What is required> Your answer must match the data word for word.

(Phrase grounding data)
■ ■ ■ ■

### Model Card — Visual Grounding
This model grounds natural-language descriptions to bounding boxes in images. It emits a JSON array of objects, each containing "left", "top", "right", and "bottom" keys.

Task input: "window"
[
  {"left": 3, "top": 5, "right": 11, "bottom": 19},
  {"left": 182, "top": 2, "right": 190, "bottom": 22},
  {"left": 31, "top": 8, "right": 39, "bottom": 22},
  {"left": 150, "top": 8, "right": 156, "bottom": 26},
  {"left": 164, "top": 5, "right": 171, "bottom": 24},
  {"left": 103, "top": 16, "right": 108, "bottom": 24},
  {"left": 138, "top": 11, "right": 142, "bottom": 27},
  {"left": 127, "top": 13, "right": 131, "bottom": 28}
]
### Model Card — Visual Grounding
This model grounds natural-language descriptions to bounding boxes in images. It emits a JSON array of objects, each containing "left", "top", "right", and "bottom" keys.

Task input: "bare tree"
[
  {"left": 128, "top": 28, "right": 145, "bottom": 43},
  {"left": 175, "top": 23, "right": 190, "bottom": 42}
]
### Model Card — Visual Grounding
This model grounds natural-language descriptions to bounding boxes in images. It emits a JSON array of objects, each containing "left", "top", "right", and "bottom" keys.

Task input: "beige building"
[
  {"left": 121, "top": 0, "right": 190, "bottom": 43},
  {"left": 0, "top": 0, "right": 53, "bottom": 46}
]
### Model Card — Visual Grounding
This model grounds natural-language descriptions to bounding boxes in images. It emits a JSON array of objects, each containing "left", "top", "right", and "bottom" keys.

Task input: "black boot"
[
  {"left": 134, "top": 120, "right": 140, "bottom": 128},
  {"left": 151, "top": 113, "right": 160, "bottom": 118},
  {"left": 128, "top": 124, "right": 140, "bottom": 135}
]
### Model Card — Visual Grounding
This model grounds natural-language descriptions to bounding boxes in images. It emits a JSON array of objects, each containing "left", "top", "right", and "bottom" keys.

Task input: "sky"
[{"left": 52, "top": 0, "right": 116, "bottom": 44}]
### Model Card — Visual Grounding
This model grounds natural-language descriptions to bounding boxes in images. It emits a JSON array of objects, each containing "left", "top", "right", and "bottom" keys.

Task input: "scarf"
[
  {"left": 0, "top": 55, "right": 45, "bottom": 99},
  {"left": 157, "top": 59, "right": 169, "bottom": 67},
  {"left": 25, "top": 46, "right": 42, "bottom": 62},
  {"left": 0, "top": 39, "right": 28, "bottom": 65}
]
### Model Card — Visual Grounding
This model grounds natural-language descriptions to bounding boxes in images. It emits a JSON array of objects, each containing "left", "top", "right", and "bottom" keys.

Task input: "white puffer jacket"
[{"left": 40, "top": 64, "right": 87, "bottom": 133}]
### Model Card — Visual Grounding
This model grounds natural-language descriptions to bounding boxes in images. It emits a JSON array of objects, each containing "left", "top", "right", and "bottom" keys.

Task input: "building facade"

■ ■ ■ ■

Output of the task>
### Model Card — Visual Grounding
This model grounds natural-language descriptions to bounding boxes in images. It emits a JSON array of objects, each containing "left", "top", "right", and "bottom" keys.

Task input: "window"
[
  {"left": 3, "top": 5, "right": 11, "bottom": 19},
  {"left": 182, "top": 2, "right": 190, "bottom": 22},
  {"left": 31, "top": 8, "right": 39, "bottom": 22},
  {"left": 150, "top": 8, "right": 156, "bottom": 26},
  {"left": 164, "top": 5, "right": 171, "bottom": 24},
  {"left": 103, "top": 16, "right": 108, "bottom": 24},
  {"left": 138, "top": 11, "right": 142, "bottom": 27},
  {"left": 127, "top": 13, "right": 131, "bottom": 28}
]
### Model Card — Visual Grounding
This model grounds natural-language descriptions to bounding boxes in images. It emits a JSON array of objects, each containing "left", "top", "right", and "bottom" keys.

Task input: "bare tree"
[
  {"left": 128, "top": 28, "right": 145, "bottom": 43},
  {"left": 175, "top": 23, "right": 190, "bottom": 42}
]
### Model Card — Visual Grounding
This model grounds natural-language descriptions to bounding boxes in images. It emits a JSON array of objects, each containing "left", "top", "right", and "bottom" keys.

Task input: "beige building"
[
  {"left": 121, "top": 0, "right": 190, "bottom": 43},
  {"left": 0, "top": 0, "right": 53, "bottom": 46}
]
### Model Card — Visual Grounding
This model grounds natural-language descriptions to bounding boxes in images. It emits a JSON array of objects, each containing "left", "top", "right", and "bottom" keys.

Task input: "black boot"
[
  {"left": 134, "top": 120, "right": 140, "bottom": 128},
  {"left": 151, "top": 113, "right": 160, "bottom": 118},
  {"left": 128, "top": 124, "right": 140, "bottom": 135}
]
### Model Card — Visual Grounding
This model grounds natural-language descriptions to bounding boxes in images. It emits a JSON array of objects, each containing "left", "top", "right", and "bottom" keys.

Task input: "sky"
[{"left": 52, "top": 0, "right": 116, "bottom": 44}]
### Model Card — Visual Grounding
This model grounds natural-language descriptions to bounding boxes in images. It emits a JSON array of objects, each containing "left", "top", "right", and "bottom" keys.

Task input: "scarf"
[
  {"left": 0, "top": 55, "right": 45, "bottom": 99},
  {"left": 157, "top": 59, "right": 169, "bottom": 67},
  {"left": 25, "top": 46, "right": 42, "bottom": 62},
  {"left": 0, "top": 39, "right": 28, "bottom": 65}
]
### Model Card — Visual Grounding
This model grounds natural-language descriptions to bounding boxes in images. It emits a JSON array of objects, each containing "left", "top", "right", and "bottom" keys.

Task input: "white puffer jacket"
[{"left": 40, "top": 64, "right": 87, "bottom": 133}]
### Model Card — Visual Grounding
This model grounds natural-language descriptions to bounding boxes in images. It emits a JSON array of objects, each containing "left", "top", "right", and "bottom" keys.

Task input: "building facade"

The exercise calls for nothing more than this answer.